## [Exercício proposto 1]
Você pode colocar numa lista JSON de strings, uma por linha e sem as linhas em branco, o trecho dos registros que vai da linha que contém "Practice. Identify the scattered" até o fim dos registros, com as duas pontas incluídas?

## [Trecho selecionado]
┌────────
Desde o século XVI, por influência italiana, fixaram-se dois tipos de versos de dez sílabas, que iriam predominar até os dias de hoje nas literaturas de língua portuguesa. São eles:

  • a) o decassílabo chamado heroico, acentuado fundamentalmente na 6ª e na 10ª sílaba, mas com possibilidades de ter acentuações secundárias na 8ª e numa das quatro primeiras sílabas:
  • Hoje, segues de novo... Na partida
  • Nem o pranto os teus olhos umedece,
  • Nem te comove a dor da despedida.
  • (O. Bilac)

  • b) o decassílabo chamado sáfico, que apresenta acentuação na 4ª, na 8ª e na 10ª sílaba, podendo, naturalmente, ter a 1ª ou a 2ª sílaba também fortes:
  • Quando eu te fujo e me desvio cauto
  • Da luz de fogo que te cerca, oh! bela,
  • Contigo dizes, suspirando amores
  • "— Meu Deus! Que gelo, que frieza aquela!"
  • (C. de Abreu)
└────────
## [Dados fornecidos]
┌────────
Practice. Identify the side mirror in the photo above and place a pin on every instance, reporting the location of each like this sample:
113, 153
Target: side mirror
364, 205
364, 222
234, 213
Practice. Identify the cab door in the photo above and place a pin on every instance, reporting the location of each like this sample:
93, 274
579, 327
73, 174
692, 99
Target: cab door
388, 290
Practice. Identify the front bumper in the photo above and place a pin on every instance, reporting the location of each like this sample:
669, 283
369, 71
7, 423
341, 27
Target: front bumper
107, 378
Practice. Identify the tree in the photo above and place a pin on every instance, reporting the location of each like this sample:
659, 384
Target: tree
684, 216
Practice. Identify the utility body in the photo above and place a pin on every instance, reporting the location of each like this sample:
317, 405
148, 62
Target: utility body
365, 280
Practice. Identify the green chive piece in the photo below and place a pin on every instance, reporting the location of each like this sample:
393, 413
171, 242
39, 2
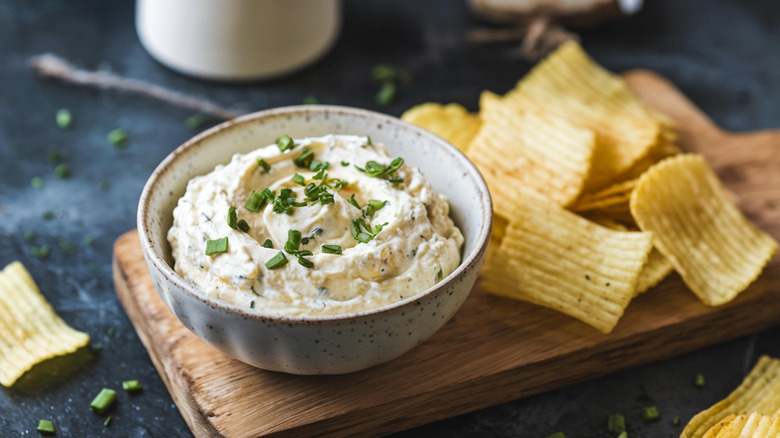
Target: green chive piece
263, 165
103, 400
64, 118
117, 137
232, 217
45, 426
131, 385
386, 95
62, 171
285, 142
276, 261
331, 249
616, 423
194, 122
218, 246
650, 413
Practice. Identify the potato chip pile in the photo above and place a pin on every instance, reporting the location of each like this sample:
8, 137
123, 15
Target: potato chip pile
30, 330
593, 201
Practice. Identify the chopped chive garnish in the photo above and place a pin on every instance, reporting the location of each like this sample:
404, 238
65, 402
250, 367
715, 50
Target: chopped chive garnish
194, 122
117, 137
103, 400
285, 142
331, 249
293, 241
131, 385
276, 261
232, 217
45, 426
305, 159
650, 413
616, 423
218, 246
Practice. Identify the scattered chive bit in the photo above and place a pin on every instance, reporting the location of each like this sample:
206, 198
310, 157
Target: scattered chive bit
218, 246
263, 165
194, 122
331, 249
103, 400
117, 137
285, 142
64, 118
616, 424
386, 95
650, 413
62, 171
40, 251
232, 217
45, 426
276, 261
131, 385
└────────
## [Exercício proposto 2]
Segundo o trecho sobre o decassílabo, o que fez com que, desde o século XVI, se fixassem dois tipos de versos de dez sílabas?

## [Solução do problema 1]
[
  "Practice. Identify the scattered chive bit in the photo above and place a pin on every instance, reporting the location of each like this sample:",
  "206, 198",
  "310, 157",
  "Target: scattered chive bit",
  "218, 246",
  "263, 165",
  "194, 122",
  "331, 249",
  "103, 400",
  "117, 137",
  "285, 142",
  "64, 118",
  "616, 424",
  "386, 95",
  "650, 413",
  "62, 171",
  "40, 251",
  "232, 217",
  "45, 426",
  "276, 261",
  "131, 385"
]

## [Solução do problema 2]
A influência italiana. Foi por ela que se fixaram o decassílabo heroico e o sáfico, que predominam até hoje nas literaturas de língua portuguesa.